BEGIN EXCERPTED DATA
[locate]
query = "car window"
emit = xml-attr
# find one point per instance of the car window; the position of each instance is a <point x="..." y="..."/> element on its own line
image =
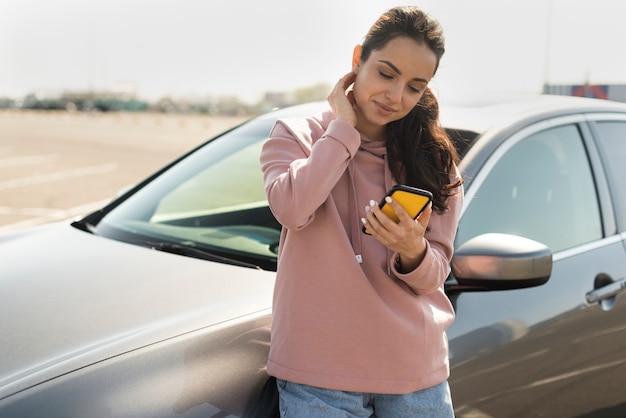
<point x="542" y="188"/>
<point x="613" y="147"/>
<point x="211" y="201"/>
END EXCERPTED DATA
Rewrite every line of the material above as a numbered list, skipping any blank lines and leaving the picture out of your answer.

1. [locate]
2. query = "car window"
3. emit = xml-attr
4. # find one point per instance of the car window; the position of each instance is a <point x="..." y="..."/> element on its own line
5. image =
6. <point x="542" y="188"/>
7. <point x="613" y="147"/>
8. <point x="211" y="201"/>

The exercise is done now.